Data entries
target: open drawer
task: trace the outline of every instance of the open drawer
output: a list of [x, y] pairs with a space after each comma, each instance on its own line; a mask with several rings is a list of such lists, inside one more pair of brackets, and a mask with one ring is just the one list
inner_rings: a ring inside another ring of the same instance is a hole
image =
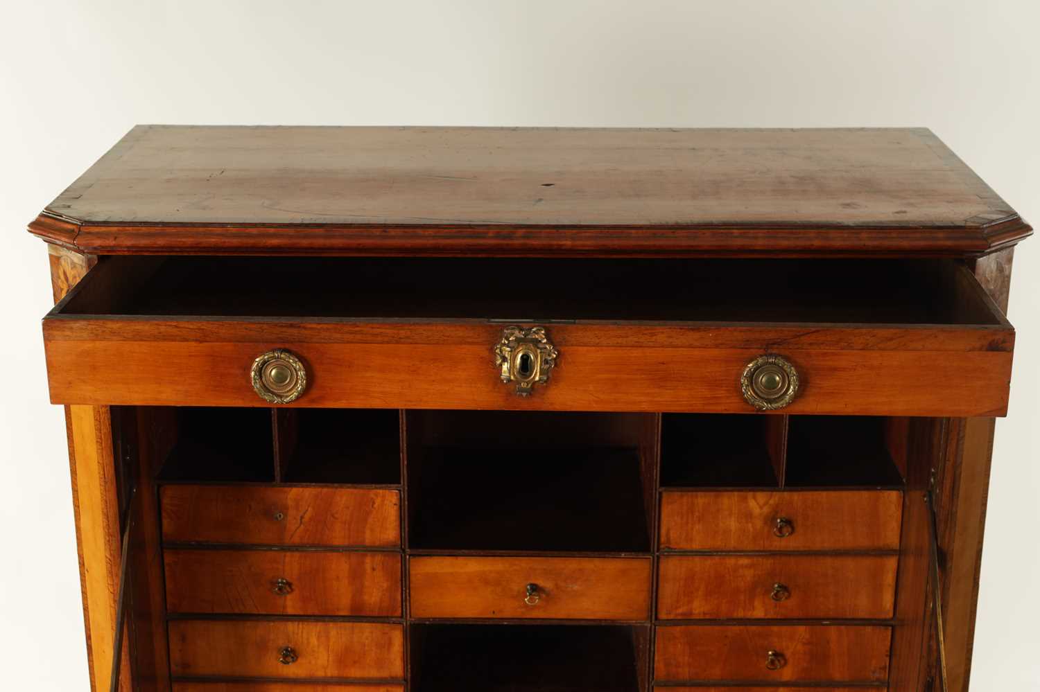
[[44, 338], [56, 403], [968, 417], [1014, 329], [953, 260], [112, 257]]

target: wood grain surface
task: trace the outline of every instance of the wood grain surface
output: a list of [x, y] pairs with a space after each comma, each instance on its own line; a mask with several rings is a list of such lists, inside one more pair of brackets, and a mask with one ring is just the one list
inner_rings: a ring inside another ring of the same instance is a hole
[[[527, 584], [538, 601], [524, 602]], [[649, 558], [411, 557], [411, 616], [646, 620]]]
[[167, 549], [163, 560], [171, 613], [401, 615], [397, 553]]
[[667, 555], [657, 617], [889, 618], [898, 563], [894, 555]]
[[166, 541], [268, 545], [400, 544], [397, 490], [164, 485]]
[[[668, 491], [661, 495], [662, 550], [899, 550], [898, 490]], [[787, 518], [794, 532], [773, 533]]]
[[[279, 661], [283, 647], [297, 660]], [[400, 624], [311, 620], [173, 620], [170, 667], [176, 676], [402, 680]]]
[[1030, 233], [926, 129], [138, 126], [30, 228], [99, 254], [982, 251]]
[[[888, 675], [886, 627], [721, 624], [657, 628], [658, 682], [880, 683]], [[786, 664], [766, 668], [769, 651]]]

§ The task:
Rewrite all the rows above with every occurrence of "instance" changed to "object" and everything else unchanged. Leave the pictures out.

§ The solution:
target: open drawer
task: trace the outline of every object of the open drawer
output: a list of [x, y] pairs with a space after each comma, each object on its own line; a mask with several rings is a list of such lists, inside one more pair of brackets, and a mask with one ring is just the one list
inner_rings: a ring inside another ring of the same object is a hole
image =
[[44, 338], [56, 403], [968, 417], [1014, 329], [953, 260], [112, 257]]

target: wood grain surface
task: trace the outline of every object of the wood grain surface
output: a list of [x, y] pairs with a space after each comma, each object on its own line; a mask with several rings is a list of such lists, inside one more pair of brackets, and a mask with one ring is just the one list
inner_rings: a ring inside another ring of the same object is a hole
[[[527, 584], [538, 601], [524, 602]], [[649, 558], [411, 557], [411, 616], [646, 620]]]
[[167, 549], [163, 560], [171, 613], [401, 615], [397, 553]]
[[667, 555], [657, 617], [889, 618], [898, 563], [894, 555]]
[[166, 541], [268, 545], [400, 544], [397, 490], [164, 485]]
[[[668, 491], [661, 495], [662, 550], [899, 550], [898, 490]], [[787, 518], [794, 532], [773, 533]]]
[[[279, 661], [283, 647], [297, 660]], [[400, 624], [311, 620], [173, 620], [170, 667], [176, 676], [402, 680]]]
[[1030, 233], [926, 129], [138, 126], [30, 228], [99, 254], [982, 251]]
[[[888, 675], [886, 627], [721, 624], [657, 628], [658, 682], [880, 683]], [[786, 664], [766, 668], [769, 651]]]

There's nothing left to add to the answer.